QUOTED TEXT =
= = = = =

It’s no surprise that the only Supreme Court justice who has any meaningful trial experience in a criminal courtroom is the lone dissenter. Bad as Fourth Amendment law has developed, at least there was one leg of the stool that still held weight: the law. The law is the law, for better or worse. Ignorance of the law is no excuse, goes the platitude.
No more. In Heien v. North Carolina, by a 6-2-1 decision, the Supremes have completed the fuzzying up of search and seizure law that began with Whren, where phony “objective” justifications for a stop were approved even though they bore no connection with reality or truth. The Court then followed through to mistakes of fact, built on Brinegar, but raised to an art form in Herring, where police incompetence that created the “mistake of fact” was sufficiently reasonable to cover their screw-up. But the third leg of the stool was the law; all else aside, there still had to be a violation of law. Not close to a violation. Not a kinda, sorta , law is too hard for dopey cops to know, violation of law. An actual, real, hard, passes muster with a court, violation of law.
No more. Chief Justice John Roberts opens his salvo thusly:
As the text indicates and we have repeatedly affirmed, “the ultimate touchstone of the Fourth Amendment is ‘reasonableness.’” Riley v. California, 573 U. S. ___, ___ (2014)…To be reasonable is not to be perfect, and so the Fourth Amendment allows for some mistakes on the part of government officials, giving them “fair leeway for enforcing the law in the community’s protection.”
With these words, you know that nothing good will follow. By exalting “reasonableness,” the Court ignores the Warrant Clause, as if it only applies to unreasonable searches and seizure, which of course renders it a nullity since unreasonable searches are unconstitutional anyway. If a search need only be reasonable, and the absence of a warrant does nothing to impair that conclusion, then there will never be a reason to obtain a warrant again.
Either probable cause exists or not, and it’s far easier to apologize later than get permission in advance. Not that it’s hard to get a warrant, but why lift a finger at all? Where before the presumption that any warrantless search was unconstitutional in the absence of a recognized exception, we’re now at the point that a warrant is only required when an exception demands it.
And so, the ruling:
Reasonable suspicion arises from the combination of an officer’s understanding of the facts and his understanding of the relevant law. The officer may be reasonably mistaken on either ground. Whether the facts turn out to be not what was thought, or the law turns out to be not what was thought, the result is the same: the facts are outside the scope of the law. There is no reason, under the text of the Fourth Amendment or our precedents, why this same result should be acceptable when reached by way of a reasonable mistake of fact, but not when reached by way of a similarly reasonable mistake of law.

= = = = =

ITEMS =

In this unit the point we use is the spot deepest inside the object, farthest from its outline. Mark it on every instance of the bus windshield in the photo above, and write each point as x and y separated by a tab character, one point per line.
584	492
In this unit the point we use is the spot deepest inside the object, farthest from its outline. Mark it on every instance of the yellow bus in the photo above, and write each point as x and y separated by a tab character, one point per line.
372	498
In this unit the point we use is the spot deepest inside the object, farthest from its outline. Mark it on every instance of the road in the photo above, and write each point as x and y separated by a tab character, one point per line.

= = = = =

INSTRUCTIONS =
• a. In the commentary on Heien v. North Carolina, which case does Chief Justice John Roberts cite for the statement that "the ultimate touchstone of the Fourth Amendment is 'reasonableness'"?
• b. Name every court case that the commentary on Heien v. North Carolina mentions.

ANSWERS BELOW =
• a. Riley v. California (2014).

• b.
- Heien v. North Carolina
- Whren
- Brinegar
- Herring
- Riley v. California